#### REQUIREMENTS
Repeat the passage of the Grave of the Fireflies article below word for word, beginning at the words "Grave of the Fireflies is a" and stopping after "most enduring tales.".

#### SOURCE
----------

Grave of the Fireflies: 25 Years On

Hotaru no haka, or Grave of the Fireflies to English ears, is the story of Seita, a 14-year-old boy with an unthinkable responsibility. It is 1945 and the United States are firebombing Japan in an attempt to end the Second World War, leaving many of the country’s gorgeous, ancient cities in ruins. Seita is quickly separated from his dying mother and is tasked with caring for his inquisitive younger sister, Setsuko. The following 89 minutes follows Seita and Setsuko’s struggle for survival, as the Japanese Empire falls apart around them. It is a harrowing, breathtakingly upsetting film, taking animation out of the colourful fantastic and into the darkness of reality.

Grave of the Fireflies is a beautiful picture, animated with love by a studio that has consistently pushed the barrier of art in cinema. As much a war film as an animation, it changed the rules for what could exist outside of live-action, its influence stretching as far West as Andy’s toy box. As Studio Ghibli prepare to celebrate its 25th year with a glistening Blu-Ray release, we look at the legacy of one of the famous studio’s most enduring tales.

Studio Ghibli was formed in 1985 by directors Hayao Miyazaki and Isao Takahata, and producer Toshio Suzuki, following the release of major domestic success Nausicaä of the Valley of the Wind. The subsequent American release was heavily edited for theatres, leading Ghibli, unhappy with the treatment of their already successful film, to implement a no-cuts policy. Ghibli derives from an Arabic word meaning ‘Mediterranean Wind,’ highlighting Ghibli’s desire to “blow a new wind through the Japanese film industry.” Grave of the Fireflies, Ghibli’s second picture as an official studio, showcases their desire to remove animation from its chains; it ushered in Ghibli as not simply animators, but as filmmakers. In 2002 Ghibli scored their first Academy Award with fantasy adventure Spirited Away, one of the most critically successful animations of all time, picking up the gong for Best Animated Feature.

Takahata, the director of Grave of the Fireflies, has helmed four of the studio’s efforts, with a fifth, The Tale of Princess Kaguya, due out later this year. Miyazaki is very much the face of Ghibli, taking his place as the John Lasseter of the company, but Takahata remains an integral part of the studio’s history. He joined Toei Doga animation studios in 1959, a studio juggling original television programming and theatrical releases, perhaps most famously known for producing anime series Dragon Ball Z. It was here that Takahata met Miyazaki, with the latter working as an animator on The Little Norse Prince (1968), Takahata’s directorial debut. The director-animator relationship between the two continued until the formation of Ghibli in 1985, with Takahata overseeing Miyazaki’s development into a director in his own right.

Stylistically and thematically Ghibli’s output is revolutionary in Japanese anime, however genre-wise the studio is relatively straightforward. From My Neighbour Totoro (1988) to Spirited Way (2002), these tales have their roots set firmly in fantasy, exploring the naïve from the perspective of the fantastic; in Princess Mononoke (1997), Ghibli even produced a bona-fide fantasy epic. Grave of the Fireflies however, is not a fantasy, it is real; the dangers are real, the history is real, the tragedy is devastatingly real. The great, late Roger Ebert said: “Yes, it’s a cartoon, and the kids have eyes like saucers, but it belongs on any list of the greatest war films ever made.” This is why it stands a world apart from any of its animated peers; Grave of the Fireflies isn’t just an animation, it is a war movie, as pertinent as The Bridge on the River Kwai (1957), say, or Schindler’s List (1993). Moreover, it is an anti-war movie, as convincing a peace protest as one could possibly imagine. How does a war film justify the suffering of the innocent, particularly in such a horrible, unrelenting manner? By largely ignoring the politics, by not including an oafish or cartoonish antagonist (the lack of which being a common Ghibli genre convention), and we only see the tragedy of the humanity, making the eventual pay-off all the more shattering and, in its own way, frustrating.

----------

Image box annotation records
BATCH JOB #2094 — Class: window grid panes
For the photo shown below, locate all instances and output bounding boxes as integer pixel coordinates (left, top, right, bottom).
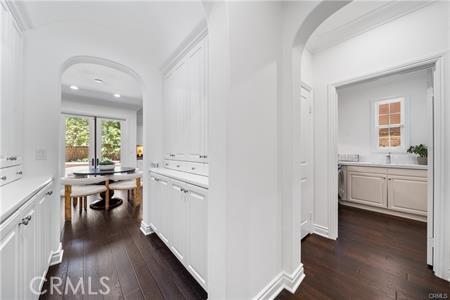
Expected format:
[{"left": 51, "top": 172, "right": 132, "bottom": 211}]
[{"left": 375, "top": 98, "right": 404, "bottom": 149}]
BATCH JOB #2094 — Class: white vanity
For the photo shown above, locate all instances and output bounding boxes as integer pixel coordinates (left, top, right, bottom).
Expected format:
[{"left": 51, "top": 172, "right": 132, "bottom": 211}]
[{"left": 339, "top": 162, "right": 428, "bottom": 221}]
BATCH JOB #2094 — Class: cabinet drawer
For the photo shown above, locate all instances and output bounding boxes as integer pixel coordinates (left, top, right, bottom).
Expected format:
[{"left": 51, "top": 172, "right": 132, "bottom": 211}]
[
  {"left": 0, "top": 166, "right": 23, "bottom": 186},
  {"left": 347, "top": 172, "right": 387, "bottom": 208}
]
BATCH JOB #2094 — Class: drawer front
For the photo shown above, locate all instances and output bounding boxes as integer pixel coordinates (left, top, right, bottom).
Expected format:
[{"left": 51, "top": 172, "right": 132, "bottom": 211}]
[{"left": 0, "top": 166, "right": 23, "bottom": 186}]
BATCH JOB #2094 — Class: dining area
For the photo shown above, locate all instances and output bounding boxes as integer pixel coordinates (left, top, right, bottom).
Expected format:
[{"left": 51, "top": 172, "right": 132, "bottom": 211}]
[{"left": 61, "top": 166, "right": 142, "bottom": 222}]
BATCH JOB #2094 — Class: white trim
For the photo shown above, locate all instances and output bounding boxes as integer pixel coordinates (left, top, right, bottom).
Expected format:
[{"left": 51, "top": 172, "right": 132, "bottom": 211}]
[
  {"left": 313, "top": 224, "right": 330, "bottom": 238},
  {"left": 327, "top": 52, "right": 450, "bottom": 280},
  {"left": 160, "top": 21, "right": 208, "bottom": 74},
  {"left": 49, "top": 243, "right": 64, "bottom": 266},
  {"left": 253, "top": 264, "right": 305, "bottom": 300},
  {"left": 139, "top": 221, "right": 154, "bottom": 235}
]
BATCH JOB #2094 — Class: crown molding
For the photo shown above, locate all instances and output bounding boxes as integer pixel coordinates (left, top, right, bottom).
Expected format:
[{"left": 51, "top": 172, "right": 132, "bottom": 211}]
[{"left": 160, "top": 20, "right": 208, "bottom": 74}]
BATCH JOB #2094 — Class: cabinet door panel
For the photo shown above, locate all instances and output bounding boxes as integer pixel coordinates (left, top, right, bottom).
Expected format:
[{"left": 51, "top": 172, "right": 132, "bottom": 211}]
[
  {"left": 170, "top": 182, "right": 188, "bottom": 263},
  {"left": 388, "top": 176, "right": 428, "bottom": 216},
  {"left": 0, "top": 212, "right": 20, "bottom": 299},
  {"left": 347, "top": 172, "right": 387, "bottom": 208},
  {"left": 187, "top": 186, "right": 208, "bottom": 289}
]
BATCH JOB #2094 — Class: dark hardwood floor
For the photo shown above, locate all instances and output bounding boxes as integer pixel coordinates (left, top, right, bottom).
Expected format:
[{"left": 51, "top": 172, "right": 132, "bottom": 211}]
[
  {"left": 41, "top": 193, "right": 207, "bottom": 300},
  {"left": 278, "top": 206, "right": 450, "bottom": 300}
]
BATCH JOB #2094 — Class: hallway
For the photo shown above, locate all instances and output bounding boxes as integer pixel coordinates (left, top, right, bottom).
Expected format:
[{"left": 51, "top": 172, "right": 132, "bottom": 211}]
[
  {"left": 278, "top": 206, "right": 450, "bottom": 299},
  {"left": 40, "top": 193, "right": 206, "bottom": 300}
]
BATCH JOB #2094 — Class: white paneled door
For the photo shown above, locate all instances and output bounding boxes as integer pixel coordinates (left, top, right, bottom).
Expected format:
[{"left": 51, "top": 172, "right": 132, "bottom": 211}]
[{"left": 300, "top": 84, "right": 314, "bottom": 239}]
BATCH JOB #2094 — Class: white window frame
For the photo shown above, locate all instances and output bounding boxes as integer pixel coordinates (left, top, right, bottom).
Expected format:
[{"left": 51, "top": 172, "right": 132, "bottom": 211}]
[{"left": 374, "top": 97, "right": 407, "bottom": 152}]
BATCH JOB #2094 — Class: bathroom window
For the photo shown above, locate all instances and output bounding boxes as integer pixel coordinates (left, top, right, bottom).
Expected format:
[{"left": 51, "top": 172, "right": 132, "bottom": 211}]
[{"left": 375, "top": 98, "right": 405, "bottom": 151}]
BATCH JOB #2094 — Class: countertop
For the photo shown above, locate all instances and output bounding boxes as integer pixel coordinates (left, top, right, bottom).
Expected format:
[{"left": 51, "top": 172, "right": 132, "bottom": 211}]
[
  {"left": 338, "top": 161, "right": 428, "bottom": 170},
  {"left": 0, "top": 177, "right": 53, "bottom": 223},
  {"left": 150, "top": 168, "right": 208, "bottom": 189}
]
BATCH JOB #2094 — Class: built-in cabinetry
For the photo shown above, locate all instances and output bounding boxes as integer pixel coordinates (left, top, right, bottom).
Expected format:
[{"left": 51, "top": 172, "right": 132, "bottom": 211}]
[
  {"left": 149, "top": 172, "right": 208, "bottom": 290},
  {"left": 0, "top": 183, "right": 54, "bottom": 299},
  {"left": 0, "top": 1, "right": 23, "bottom": 172},
  {"left": 341, "top": 166, "right": 428, "bottom": 221},
  {"left": 163, "top": 35, "right": 208, "bottom": 162}
]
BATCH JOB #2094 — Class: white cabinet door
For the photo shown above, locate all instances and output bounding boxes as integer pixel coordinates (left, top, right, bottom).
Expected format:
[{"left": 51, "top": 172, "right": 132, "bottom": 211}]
[
  {"left": 19, "top": 201, "right": 40, "bottom": 299},
  {"left": 388, "top": 175, "right": 428, "bottom": 216},
  {"left": 187, "top": 185, "right": 208, "bottom": 289},
  {"left": 149, "top": 174, "right": 162, "bottom": 232},
  {"left": 188, "top": 42, "right": 206, "bottom": 161},
  {"left": 300, "top": 86, "right": 314, "bottom": 239},
  {"left": 157, "top": 177, "right": 172, "bottom": 244},
  {"left": 170, "top": 181, "right": 188, "bottom": 263},
  {"left": 347, "top": 171, "right": 387, "bottom": 208},
  {"left": 0, "top": 211, "right": 21, "bottom": 299}
]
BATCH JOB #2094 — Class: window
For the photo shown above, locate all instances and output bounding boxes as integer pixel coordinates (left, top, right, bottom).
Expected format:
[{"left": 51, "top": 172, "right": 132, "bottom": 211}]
[{"left": 375, "top": 98, "right": 405, "bottom": 151}]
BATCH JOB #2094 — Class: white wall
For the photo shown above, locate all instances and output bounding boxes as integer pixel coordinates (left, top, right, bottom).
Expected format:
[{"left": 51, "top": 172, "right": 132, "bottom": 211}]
[
  {"left": 61, "top": 96, "right": 138, "bottom": 167},
  {"left": 337, "top": 70, "right": 432, "bottom": 163},
  {"left": 313, "top": 2, "right": 449, "bottom": 237}
]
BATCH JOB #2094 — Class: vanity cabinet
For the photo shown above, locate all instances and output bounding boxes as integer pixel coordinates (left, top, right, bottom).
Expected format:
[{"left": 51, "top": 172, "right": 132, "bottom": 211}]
[
  {"left": 0, "top": 1, "right": 23, "bottom": 168},
  {"left": 163, "top": 36, "right": 208, "bottom": 162},
  {"left": 341, "top": 166, "right": 428, "bottom": 221},
  {"left": 150, "top": 172, "right": 208, "bottom": 290},
  {"left": 0, "top": 184, "right": 53, "bottom": 299}
]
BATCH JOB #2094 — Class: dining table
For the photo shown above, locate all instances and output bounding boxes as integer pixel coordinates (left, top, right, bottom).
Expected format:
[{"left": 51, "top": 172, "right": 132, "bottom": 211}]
[{"left": 73, "top": 166, "right": 136, "bottom": 210}]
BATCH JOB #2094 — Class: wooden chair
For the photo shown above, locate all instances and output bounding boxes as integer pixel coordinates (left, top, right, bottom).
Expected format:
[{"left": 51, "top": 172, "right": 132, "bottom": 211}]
[
  {"left": 61, "top": 176, "right": 109, "bottom": 221},
  {"left": 109, "top": 172, "right": 142, "bottom": 205}
]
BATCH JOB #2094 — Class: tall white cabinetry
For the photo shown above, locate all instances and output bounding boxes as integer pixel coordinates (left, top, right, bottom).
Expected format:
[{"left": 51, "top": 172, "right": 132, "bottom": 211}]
[
  {"left": 164, "top": 36, "right": 208, "bottom": 162},
  {"left": 0, "top": 1, "right": 23, "bottom": 169},
  {"left": 0, "top": 184, "right": 54, "bottom": 299}
]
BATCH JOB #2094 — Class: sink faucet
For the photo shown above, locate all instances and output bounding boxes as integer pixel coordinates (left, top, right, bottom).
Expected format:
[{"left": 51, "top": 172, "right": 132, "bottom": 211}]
[{"left": 386, "top": 152, "right": 391, "bottom": 164}]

----------

#### ANSWER TO THE PROBLEM
Grave of the Fireflies is a beautiful picture, animated with love by a studio that has consistently pushed the barrier of art in cinema. As much a war film as an animation, it changed the rules for what could exist outside of live-action, its influence stretching as far West as Andy’s toy box. As Studio Ghibli prepare to celebrate its 25th year with a glistening Blu-Ray release, we look at the legacy of one of the famous studio’s most enduring tales.